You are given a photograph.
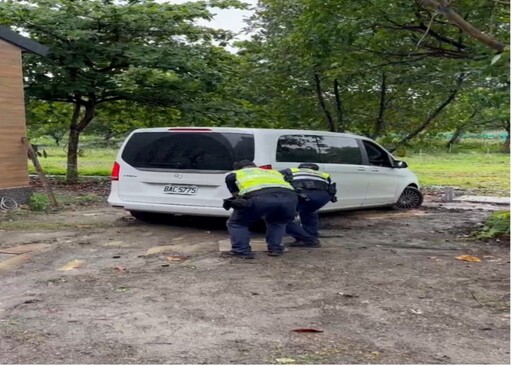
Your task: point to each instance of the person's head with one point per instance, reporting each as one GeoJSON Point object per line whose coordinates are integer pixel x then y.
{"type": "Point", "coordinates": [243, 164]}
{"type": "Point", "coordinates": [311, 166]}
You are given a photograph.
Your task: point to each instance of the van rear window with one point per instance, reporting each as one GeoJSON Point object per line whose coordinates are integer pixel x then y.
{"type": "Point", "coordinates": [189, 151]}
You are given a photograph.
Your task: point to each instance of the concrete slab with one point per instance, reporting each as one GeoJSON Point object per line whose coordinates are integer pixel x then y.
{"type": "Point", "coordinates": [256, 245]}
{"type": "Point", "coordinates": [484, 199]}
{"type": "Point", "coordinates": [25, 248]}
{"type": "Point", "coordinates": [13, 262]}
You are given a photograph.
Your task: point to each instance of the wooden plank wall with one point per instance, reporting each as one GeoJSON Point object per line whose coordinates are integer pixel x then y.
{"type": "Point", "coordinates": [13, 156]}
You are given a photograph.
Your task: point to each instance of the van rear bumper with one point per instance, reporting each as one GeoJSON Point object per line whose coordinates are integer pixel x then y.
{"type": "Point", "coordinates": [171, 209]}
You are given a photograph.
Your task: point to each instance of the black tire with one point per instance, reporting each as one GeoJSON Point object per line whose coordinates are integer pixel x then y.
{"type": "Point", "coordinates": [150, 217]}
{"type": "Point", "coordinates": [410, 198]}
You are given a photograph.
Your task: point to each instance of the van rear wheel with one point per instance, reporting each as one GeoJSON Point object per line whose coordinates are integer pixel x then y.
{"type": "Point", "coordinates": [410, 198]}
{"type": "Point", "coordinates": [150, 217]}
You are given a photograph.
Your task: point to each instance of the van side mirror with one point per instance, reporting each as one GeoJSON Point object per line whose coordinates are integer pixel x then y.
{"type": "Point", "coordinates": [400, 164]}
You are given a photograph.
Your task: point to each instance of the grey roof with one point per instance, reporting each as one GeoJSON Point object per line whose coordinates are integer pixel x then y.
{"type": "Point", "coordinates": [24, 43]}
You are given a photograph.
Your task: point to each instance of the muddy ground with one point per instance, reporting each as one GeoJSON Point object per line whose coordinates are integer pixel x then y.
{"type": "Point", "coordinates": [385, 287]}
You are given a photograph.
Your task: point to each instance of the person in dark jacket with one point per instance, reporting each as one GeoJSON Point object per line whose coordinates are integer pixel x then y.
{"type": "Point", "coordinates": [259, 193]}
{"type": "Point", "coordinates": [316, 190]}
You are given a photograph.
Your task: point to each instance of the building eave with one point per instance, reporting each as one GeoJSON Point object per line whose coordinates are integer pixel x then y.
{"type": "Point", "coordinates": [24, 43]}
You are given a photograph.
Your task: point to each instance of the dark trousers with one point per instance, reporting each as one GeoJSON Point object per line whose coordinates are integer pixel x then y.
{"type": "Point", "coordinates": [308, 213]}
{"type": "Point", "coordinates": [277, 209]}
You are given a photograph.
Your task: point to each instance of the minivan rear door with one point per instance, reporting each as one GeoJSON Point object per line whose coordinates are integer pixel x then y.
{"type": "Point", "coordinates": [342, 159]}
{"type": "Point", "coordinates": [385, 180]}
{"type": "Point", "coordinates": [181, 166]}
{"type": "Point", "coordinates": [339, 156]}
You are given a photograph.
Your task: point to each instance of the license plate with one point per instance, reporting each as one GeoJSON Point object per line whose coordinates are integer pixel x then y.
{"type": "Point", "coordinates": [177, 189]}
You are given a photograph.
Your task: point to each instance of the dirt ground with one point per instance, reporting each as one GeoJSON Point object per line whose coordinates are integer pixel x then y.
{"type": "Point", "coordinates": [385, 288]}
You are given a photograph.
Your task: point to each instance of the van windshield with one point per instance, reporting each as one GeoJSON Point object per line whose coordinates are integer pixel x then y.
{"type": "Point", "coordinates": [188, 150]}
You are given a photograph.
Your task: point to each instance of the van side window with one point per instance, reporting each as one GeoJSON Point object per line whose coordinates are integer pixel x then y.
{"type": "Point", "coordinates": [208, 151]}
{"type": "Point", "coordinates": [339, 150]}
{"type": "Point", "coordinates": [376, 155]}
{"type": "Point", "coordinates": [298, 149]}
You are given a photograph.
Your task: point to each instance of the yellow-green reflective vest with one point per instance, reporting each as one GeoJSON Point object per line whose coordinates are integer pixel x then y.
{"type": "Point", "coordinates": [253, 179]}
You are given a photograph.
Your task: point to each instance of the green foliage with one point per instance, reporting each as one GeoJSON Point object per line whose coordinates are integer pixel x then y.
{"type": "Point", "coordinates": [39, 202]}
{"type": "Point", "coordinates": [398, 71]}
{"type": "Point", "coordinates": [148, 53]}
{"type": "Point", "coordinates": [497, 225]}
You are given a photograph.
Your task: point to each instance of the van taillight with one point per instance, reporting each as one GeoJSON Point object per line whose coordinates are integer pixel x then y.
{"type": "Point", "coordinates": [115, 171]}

[Task item] The entries above are to be restated verbatim, with no pictures carried over.

[Exercise solution]
You are given a photograph.
Your task: point to each instance of the person's head with one point per instance, reporting each as one GeoJSON Point object per line whose coordinates are integer pixel x then y.
{"type": "Point", "coordinates": [243, 164]}
{"type": "Point", "coordinates": [311, 166]}
You are given a photograph.
Your task: point to each instance of the van rear window with one point per instance, reporting each as one GeoJSON Point object per line whose coordinates are integer pixel x then y.
{"type": "Point", "coordinates": [189, 151]}
You are given a photograph.
Your task: point to each instance of the concrete slab with one point per instance, reporting each as one GeoJSON Point object per line whose coordinates are integer pixel x then y.
{"type": "Point", "coordinates": [256, 245]}
{"type": "Point", "coordinates": [484, 199]}
{"type": "Point", "coordinates": [25, 248]}
{"type": "Point", "coordinates": [13, 262]}
You are given a photograph.
Your task: point to each instance of the wooden plank wall with one point per instance, reporting each as one GeoJSON Point object per line whose coordinates are integer pixel x then y.
{"type": "Point", "coordinates": [13, 156]}
You are given a photograph.
Your task: point to each instance of the van rear bumper with one point per instance, reporting each as one GeoJSON Point object per line whose coordinates are integer pixel x then y.
{"type": "Point", "coordinates": [171, 209]}
You are given a photograph.
Your task: point to each instance of the black tire with one point per instance, reporting each as one GeoJSON Point object per line whose coordinates are integer pixel x then y.
{"type": "Point", "coordinates": [150, 217]}
{"type": "Point", "coordinates": [410, 198]}
You are given a photograph.
Your task: point to each instance of the van rear wheel with one point per instance, reporting each as one GeoJSON Point object per line whose coordinates are integer pixel x then y.
{"type": "Point", "coordinates": [410, 198]}
{"type": "Point", "coordinates": [150, 217]}
You are given a photograph.
Your task: point to each instance of the van side mirror with one point per instance, reporting each as one GeoJSON Point object per line whose coordinates are integer pixel x then y.
{"type": "Point", "coordinates": [400, 164]}
You are given a photograph.
Your task: point to each instance of the grey roof with one point per instance, reporting each as one GeoJSON Point object per line whose coordinates are integer pixel x then y.
{"type": "Point", "coordinates": [24, 43]}
You are given a photograph.
Your task: point to each instance of the muddy ground with one point per instance, reporting each as one GeoJSON Point object per line whose coordinates are integer pixel x then y.
{"type": "Point", "coordinates": [385, 287]}
You are given a photograph.
Your task: point to each instance of the person in dark jacket with one point per instance, reporting each as one GeoJSON Point object per line whose coordinates are integer pixel x then y.
{"type": "Point", "coordinates": [259, 193]}
{"type": "Point", "coordinates": [316, 190]}
You are given a photograph.
Your task: point to each instance of the building eave with one point per instance, reporting each as one GeoJSON Point object per line whose coordinates are integer pixel x then y.
{"type": "Point", "coordinates": [24, 43]}
You are given a photograph.
Your task: point to each instance of the dark trousers with one point per instance, reporting each as one GeoJSON Point object per line whose coordinates are integer pixel x then y.
{"type": "Point", "coordinates": [308, 213]}
{"type": "Point", "coordinates": [277, 209]}
You are given a photograph.
Your task: point to each instance of the minivan rear door with one point per instance, reporting each as one GeoJSON Point object per line whose coordinates are integer pixel x then y.
{"type": "Point", "coordinates": [342, 159]}
{"type": "Point", "coordinates": [385, 180]}
{"type": "Point", "coordinates": [181, 166]}
{"type": "Point", "coordinates": [339, 156]}
You are given a photograph.
Your task: point to each instance of the license plate with one point per instance, reporting each as one GeoJSON Point object per line whose coordinates are integer pixel x then y.
{"type": "Point", "coordinates": [177, 189]}
You are given a photograph.
Your task: point to each instance of the dirt ground with one point per instance, reporting each as one GeoJSON Point object per line whose coordinates are integer pixel x then y.
{"type": "Point", "coordinates": [385, 288]}
You are given a photograph.
Your task: point to each instance of the van windshield with one point per instance, reporting each as one GeoJSON Point object per line whose coordinates are integer pixel x then y.
{"type": "Point", "coordinates": [188, 150]}
You are given a photograph.
Your task: point to each instance of the van side window with one point per instance, reporting each as one GeoJSON Point object per line whose coordinates are integer pixel x then y.
{"type": "Point", "coordinates": [208, 151]}
{"type": "Point", "coordinates": [339, 150]}
{"type": "Point", "coordinates": [376, 155]}
{"type": "Point", "coordinates": [298, 149]}
You are given a photograph.
Your task: point to each instance of the yellow-green reflective vest with one point per instance, reporting each as one GeoJSON Point object per line whose coordinates are integer pixel x then y.
{"type": "Point", "coordinates": [253, 179]}
You are given a photograph.
Your task: point to each instance of the green foliage with one point per instance, reporting each as one GeoJSON Point object per line whose coordinates are integer pixel x then y.
{"type": "Point", "coordinates": [39, 202]}
{"type": "Point", "coordinates": [398, 71]}
{"type": "Point", "coordinates": [148, 53]}
{"type": "Point", "coordinates": [497, 225]}
You are given a photograph.
Your task: point to each instance of the van taillight with one point per instance, reporting each as one GeoJSON Point object per line whose coordinates are integer pixel x then y.
{"type": "Point", "coordinates": [115, 171]}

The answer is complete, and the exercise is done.